### Exercise directions
Restate word for word the span that opens with the line containing "Target: green plant leaf" and closes with the final line of the data; give only those lines.

—————

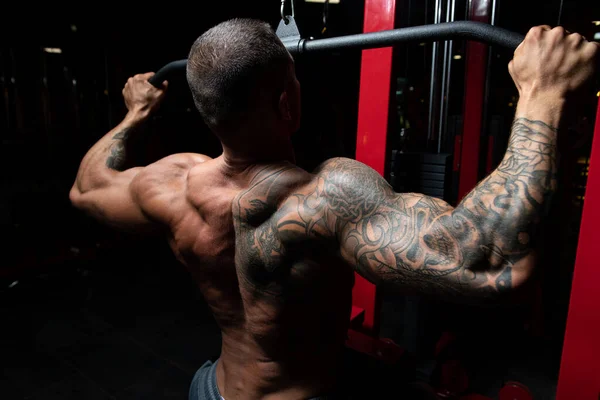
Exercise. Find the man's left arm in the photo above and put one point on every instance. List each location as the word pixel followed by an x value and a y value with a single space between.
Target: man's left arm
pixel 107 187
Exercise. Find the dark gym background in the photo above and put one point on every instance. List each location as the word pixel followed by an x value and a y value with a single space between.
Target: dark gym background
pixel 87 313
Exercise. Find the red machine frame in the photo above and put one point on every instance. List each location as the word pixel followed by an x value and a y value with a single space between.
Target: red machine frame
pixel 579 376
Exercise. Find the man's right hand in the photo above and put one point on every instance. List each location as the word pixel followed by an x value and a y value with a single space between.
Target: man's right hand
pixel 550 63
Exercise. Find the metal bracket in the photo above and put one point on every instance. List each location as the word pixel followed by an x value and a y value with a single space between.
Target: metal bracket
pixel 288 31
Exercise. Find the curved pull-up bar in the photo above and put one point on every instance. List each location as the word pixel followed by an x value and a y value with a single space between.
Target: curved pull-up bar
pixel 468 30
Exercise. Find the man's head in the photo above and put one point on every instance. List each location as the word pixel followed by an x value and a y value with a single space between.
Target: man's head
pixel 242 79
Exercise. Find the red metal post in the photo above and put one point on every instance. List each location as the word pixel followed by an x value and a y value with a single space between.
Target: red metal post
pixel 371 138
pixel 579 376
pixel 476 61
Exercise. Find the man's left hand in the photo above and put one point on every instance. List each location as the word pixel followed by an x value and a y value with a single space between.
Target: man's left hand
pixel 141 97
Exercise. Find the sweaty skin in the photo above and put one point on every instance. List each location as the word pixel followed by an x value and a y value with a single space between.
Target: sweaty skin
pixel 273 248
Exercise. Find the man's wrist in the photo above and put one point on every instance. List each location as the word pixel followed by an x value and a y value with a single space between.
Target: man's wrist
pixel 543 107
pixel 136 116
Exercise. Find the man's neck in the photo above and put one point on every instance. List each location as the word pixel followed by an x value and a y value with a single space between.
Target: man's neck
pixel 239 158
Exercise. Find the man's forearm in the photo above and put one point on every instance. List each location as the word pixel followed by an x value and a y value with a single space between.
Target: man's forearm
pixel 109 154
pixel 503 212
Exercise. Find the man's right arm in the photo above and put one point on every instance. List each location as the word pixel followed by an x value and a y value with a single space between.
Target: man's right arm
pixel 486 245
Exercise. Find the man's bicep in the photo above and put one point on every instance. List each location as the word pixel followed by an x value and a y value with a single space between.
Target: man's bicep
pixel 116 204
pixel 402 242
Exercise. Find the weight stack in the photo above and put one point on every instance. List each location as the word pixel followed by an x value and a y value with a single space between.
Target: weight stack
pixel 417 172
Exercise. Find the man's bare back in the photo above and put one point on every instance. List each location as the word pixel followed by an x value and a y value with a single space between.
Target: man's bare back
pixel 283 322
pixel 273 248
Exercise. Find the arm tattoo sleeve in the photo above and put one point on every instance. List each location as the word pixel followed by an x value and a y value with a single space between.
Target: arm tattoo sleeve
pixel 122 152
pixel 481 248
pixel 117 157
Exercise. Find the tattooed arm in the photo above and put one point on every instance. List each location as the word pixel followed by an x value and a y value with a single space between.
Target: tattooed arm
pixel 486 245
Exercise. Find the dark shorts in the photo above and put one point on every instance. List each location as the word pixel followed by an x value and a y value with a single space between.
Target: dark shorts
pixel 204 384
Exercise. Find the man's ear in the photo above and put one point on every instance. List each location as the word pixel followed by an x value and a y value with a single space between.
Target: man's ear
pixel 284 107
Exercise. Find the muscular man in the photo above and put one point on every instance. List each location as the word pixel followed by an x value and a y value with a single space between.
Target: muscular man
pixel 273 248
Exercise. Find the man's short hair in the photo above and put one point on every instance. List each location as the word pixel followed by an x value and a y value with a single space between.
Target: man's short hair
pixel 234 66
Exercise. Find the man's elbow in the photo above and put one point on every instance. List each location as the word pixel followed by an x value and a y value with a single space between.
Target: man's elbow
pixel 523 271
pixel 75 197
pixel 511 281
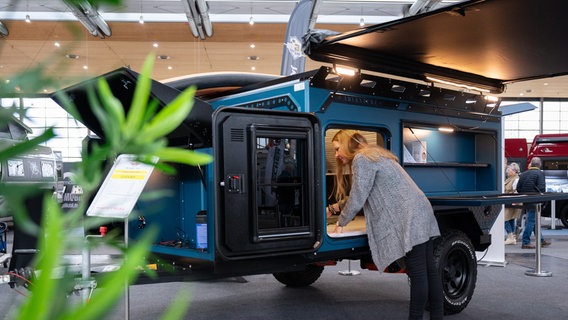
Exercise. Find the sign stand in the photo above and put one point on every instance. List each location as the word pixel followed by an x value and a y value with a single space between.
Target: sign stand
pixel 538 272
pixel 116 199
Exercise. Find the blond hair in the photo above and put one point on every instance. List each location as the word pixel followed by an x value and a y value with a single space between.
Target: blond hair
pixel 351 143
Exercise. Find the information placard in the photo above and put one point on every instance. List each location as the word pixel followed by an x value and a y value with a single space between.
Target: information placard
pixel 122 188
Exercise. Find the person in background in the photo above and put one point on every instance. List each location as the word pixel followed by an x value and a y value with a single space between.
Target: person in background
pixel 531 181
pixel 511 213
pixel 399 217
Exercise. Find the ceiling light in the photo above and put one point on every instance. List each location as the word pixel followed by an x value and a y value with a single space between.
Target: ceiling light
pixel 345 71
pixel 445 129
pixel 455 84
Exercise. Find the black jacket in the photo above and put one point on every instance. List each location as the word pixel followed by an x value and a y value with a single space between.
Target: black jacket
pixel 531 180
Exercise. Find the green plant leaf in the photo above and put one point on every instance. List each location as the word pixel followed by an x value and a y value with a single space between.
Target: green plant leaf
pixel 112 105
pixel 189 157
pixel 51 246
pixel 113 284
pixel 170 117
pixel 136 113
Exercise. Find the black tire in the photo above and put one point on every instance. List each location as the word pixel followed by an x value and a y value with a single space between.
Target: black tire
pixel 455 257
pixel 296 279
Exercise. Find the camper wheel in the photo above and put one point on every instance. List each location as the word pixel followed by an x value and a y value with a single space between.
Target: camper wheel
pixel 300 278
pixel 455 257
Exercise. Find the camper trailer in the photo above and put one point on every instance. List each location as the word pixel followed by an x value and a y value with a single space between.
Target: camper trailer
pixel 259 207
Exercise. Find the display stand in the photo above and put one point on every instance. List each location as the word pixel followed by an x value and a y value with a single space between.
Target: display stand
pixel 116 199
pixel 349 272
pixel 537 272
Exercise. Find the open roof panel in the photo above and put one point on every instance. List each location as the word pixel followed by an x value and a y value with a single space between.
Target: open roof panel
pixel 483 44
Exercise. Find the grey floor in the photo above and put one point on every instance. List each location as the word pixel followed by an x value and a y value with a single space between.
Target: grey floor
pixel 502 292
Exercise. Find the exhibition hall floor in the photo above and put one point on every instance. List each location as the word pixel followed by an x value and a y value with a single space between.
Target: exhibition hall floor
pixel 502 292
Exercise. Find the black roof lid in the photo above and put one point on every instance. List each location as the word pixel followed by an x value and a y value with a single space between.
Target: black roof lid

—————

### Exercise answer
Target: green plant leaf
pixel 112 105
pixel 189 157
pixel 51 246
pixel 113 284
pixel 170 117
pixel 136 113
Exercise. Find the black tire in the photo above and put one point on every instance. List each location as the word pixel followed by an x value and a y value with a single space between.
Target: black tire
pixel 455 257
pixel 296 279
Exercise. Find the camper wheel in the photo above and put one point on every instance. List each location as the word pixel followed by an x value and a y value with a single space between.
Target: camper wheel
pixel 300 278
pixel 455 257
Exercise. Find the camper trailer in the photo above and put one point on every instance. List each location as the word pixel followed by an x value and a y value with a single space between.
Target: camper trailer
pixel 259 207
Exercise. Find the display stand in the photo above and put one point on every instance. List each location as the word pixel followed by an x value and a y value with a single space between.
Target: display stand
pixel 116 199
pixel 349 272
pixel 537 272
Exercise. Find the open roof panel in the photo above and put one point on every instance. List each location as the word pixel followed by an x value and a y value with a single space between.
Target: open roof panel
pixel 483 44
Exercise. Find the grey floor in the photo above and put one point on every instance. List each location as the word pixel followed by an x value and a y value with a single space between.
Target: grey floor
pixel 502 292
Exercise. Find the exhibition hall floor in the photo above and put one point on every instance. List each location as the word pixel followed by an x value and a y value with a single space between.
Target: exhibition hall floor
pixel 502 292
Exercise. Find the black roof lid in the photo above and put one point on every instance. List each location as the word pixel followed by an x value and a y value with a single space between.
Target: black roof lid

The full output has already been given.